= Tasks to complete =
1. From the passage on patellar fracture complications, quote the part starting with "Methods: Open reduction" and going on through "influencing the development of these complications.".
2. Answer these questions using the passage on patellar fracture complications:
(a) Which three complications does it name as the most common major ones after surgical fixation of patellar fractures?
(b) Between which years were the reviewed surgeries performed?
(c) Besides the medical records, what was used to verify the collected data?
3. Carry on the passage on patellar fracture complications from the point where it stops.
[[ Text section, beginning ]]
Introduction: The most common major complications following surgical fixation of patellar fractures are infection, nonunion and reoperation. In this study, we sought to define the predisposing factors to the development of these complications.
Methods: Open reduction and internal fixation surgeries for patellar fractures that were performed in a single institution between 2006 and 2011 were retrospectively reviewed. Patients' demographic data (age, gender, comorbidities), injury and fracture data (associated injuries, type of fracture, open or closed fracture), surgical data (type of surgery and interval between fracture occurrence and surgery) and major postoperative complications (infection, nonunion, symptomatic hardware and revision surgery) were collected from the medical records and verified by a telephone survey. Correlation analysis identified the major variables influencing the development of these complications.
[[ Text section, end ]]
[[ Extracted material, beginning ]]
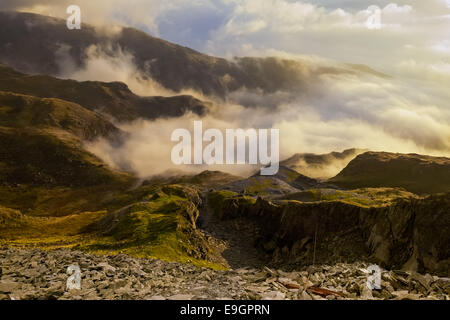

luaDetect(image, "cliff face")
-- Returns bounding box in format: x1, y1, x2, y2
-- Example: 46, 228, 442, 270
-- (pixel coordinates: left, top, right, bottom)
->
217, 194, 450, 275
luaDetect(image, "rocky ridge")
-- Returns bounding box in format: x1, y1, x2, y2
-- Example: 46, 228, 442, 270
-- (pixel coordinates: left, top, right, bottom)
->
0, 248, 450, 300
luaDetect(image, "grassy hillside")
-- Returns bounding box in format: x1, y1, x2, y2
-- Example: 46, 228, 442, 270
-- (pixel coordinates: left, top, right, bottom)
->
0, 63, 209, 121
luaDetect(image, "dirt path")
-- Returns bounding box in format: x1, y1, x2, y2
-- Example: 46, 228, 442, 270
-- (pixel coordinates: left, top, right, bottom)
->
[[ Extracted material, end ]]
[[ Extracted material, beginning ]]
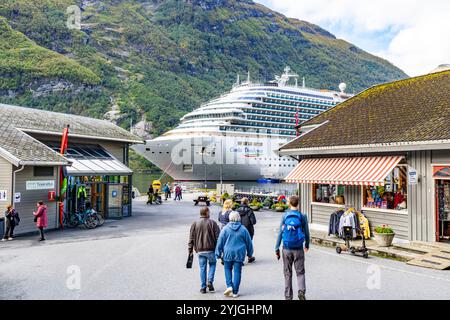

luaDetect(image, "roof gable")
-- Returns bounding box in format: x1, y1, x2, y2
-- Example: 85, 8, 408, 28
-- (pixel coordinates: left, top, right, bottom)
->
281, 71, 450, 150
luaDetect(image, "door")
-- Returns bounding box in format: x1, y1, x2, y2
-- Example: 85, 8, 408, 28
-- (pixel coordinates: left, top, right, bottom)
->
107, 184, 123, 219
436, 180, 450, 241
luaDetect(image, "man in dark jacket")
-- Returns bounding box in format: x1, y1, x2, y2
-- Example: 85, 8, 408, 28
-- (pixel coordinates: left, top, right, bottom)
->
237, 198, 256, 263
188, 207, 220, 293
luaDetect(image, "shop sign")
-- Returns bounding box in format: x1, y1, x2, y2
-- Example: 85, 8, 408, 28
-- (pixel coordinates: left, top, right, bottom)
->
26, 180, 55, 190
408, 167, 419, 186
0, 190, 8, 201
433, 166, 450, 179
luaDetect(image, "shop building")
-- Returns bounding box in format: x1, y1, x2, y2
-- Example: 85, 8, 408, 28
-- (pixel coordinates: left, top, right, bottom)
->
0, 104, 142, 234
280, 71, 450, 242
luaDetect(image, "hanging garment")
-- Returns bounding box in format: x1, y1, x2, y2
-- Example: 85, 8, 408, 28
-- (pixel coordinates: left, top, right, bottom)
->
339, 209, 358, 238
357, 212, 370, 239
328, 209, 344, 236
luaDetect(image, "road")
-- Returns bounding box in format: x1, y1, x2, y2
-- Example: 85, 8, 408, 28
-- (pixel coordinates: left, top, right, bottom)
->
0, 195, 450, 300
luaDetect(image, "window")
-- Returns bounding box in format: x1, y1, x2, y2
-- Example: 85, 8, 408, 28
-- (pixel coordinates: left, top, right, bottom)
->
[[ Extracted material, end ]]
[[ Extracted material, beginning ]]
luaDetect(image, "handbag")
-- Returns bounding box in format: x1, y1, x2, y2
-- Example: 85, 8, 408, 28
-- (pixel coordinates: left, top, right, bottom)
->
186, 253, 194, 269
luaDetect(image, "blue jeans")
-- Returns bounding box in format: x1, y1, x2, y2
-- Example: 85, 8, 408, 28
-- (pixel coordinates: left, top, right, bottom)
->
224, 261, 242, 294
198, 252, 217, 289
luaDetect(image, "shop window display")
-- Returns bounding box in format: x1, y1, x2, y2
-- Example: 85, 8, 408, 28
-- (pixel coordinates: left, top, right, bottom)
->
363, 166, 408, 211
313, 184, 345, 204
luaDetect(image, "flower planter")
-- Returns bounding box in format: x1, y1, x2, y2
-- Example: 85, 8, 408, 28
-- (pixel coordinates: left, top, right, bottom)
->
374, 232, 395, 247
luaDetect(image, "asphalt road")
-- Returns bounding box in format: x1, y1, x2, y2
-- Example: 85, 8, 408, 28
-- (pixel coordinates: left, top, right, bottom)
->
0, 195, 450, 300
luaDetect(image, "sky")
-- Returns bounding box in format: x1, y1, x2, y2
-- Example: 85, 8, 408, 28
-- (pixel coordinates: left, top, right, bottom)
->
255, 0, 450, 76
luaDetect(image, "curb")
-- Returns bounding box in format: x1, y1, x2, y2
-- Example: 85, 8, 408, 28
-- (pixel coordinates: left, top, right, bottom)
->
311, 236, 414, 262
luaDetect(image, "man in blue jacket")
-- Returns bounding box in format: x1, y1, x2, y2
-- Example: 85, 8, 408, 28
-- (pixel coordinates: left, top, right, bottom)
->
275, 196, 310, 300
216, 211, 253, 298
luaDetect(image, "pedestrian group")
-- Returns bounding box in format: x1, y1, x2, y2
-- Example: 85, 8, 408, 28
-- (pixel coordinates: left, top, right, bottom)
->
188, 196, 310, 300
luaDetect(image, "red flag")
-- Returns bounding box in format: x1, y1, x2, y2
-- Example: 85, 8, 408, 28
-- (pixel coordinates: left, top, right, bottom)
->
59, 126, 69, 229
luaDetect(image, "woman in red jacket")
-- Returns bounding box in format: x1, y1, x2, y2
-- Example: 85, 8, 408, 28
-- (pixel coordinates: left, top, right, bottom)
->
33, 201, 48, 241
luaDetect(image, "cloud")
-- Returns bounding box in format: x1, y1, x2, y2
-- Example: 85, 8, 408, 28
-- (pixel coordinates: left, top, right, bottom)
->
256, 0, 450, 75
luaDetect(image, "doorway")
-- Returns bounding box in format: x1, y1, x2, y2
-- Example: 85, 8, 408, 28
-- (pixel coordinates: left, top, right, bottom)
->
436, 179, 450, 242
[[ Extracted material, end ]]
= Exercise results =
1.
Methods: Open reduction and internal fixation surgeries for patellar fractures that were performed in a single institution between 2006 and 2011 were retrospectively reviewed. Patients' demographic data (age, gender, comorbidities), injury and fracture data (associated injuries, type of fracture, open or closed fracture), surgical data (type of surgery and interval between fracture occurrence and surgery) and major postoperative complications (infection, nonunion, symptomatic hardware and revision surgery) were collected from the medical records and verified by a telephone survey. Correlation analysis identified the major variables influencing the development of these complications.

2.
(a) Infection, nonunion and reoperation.
(b) Between 2006 and 2011.
(c) A telephone survey.

3.
Results: The cohort of 188 patients had an average follow-up of 908 days. Thirteen (6.9 %) patients developed infection, 3 (1.6 %) had fracture nonunion and 42 (22.3 %) required a second operation. A history of cerebrovascular accident (CVA) correlated significantly with the development of infection (OR 6.18, CI 1.1-35.6, p = 0.041) and nonunion (OR 14.9, CI 1.2-188.1; p = 0.037). A history of diabetes significantly increased the risk of a second operation (OR 8.69, CI 95 % 1.8-41.9, p = 0.007). Open fracture did not increase the risk of any of these complications.
Conclusions: A history of CVA and diabetes mellitus significantly increased the risk of complications following patellar fracture fixation. Patients with these comorbidities should be informed of their increased risk of these complications and be followed up more rigorously.